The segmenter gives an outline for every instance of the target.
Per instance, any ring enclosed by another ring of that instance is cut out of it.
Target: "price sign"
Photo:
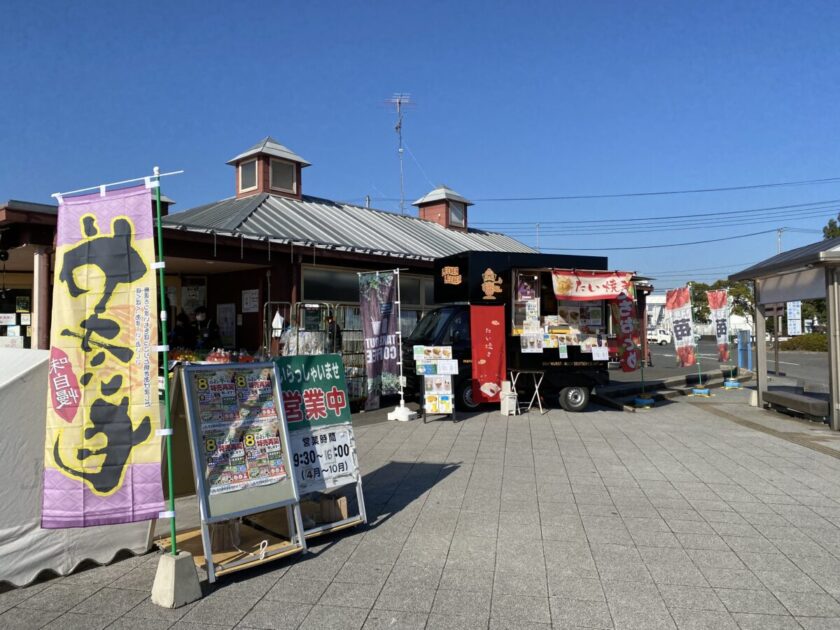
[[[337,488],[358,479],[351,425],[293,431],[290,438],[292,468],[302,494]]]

*Task objective:* Copy every record exactly; no pictures.

*Result for this task:*
The segmenter gives an outline for every instance of the target.
Per instance, any ring enclosed by another ring of that instance is cut out of it.
Target: "price sign"
Photo:
[[[337,488],[358,479],[351,425],[293,431],[290,438],[292,468],[302,494]]]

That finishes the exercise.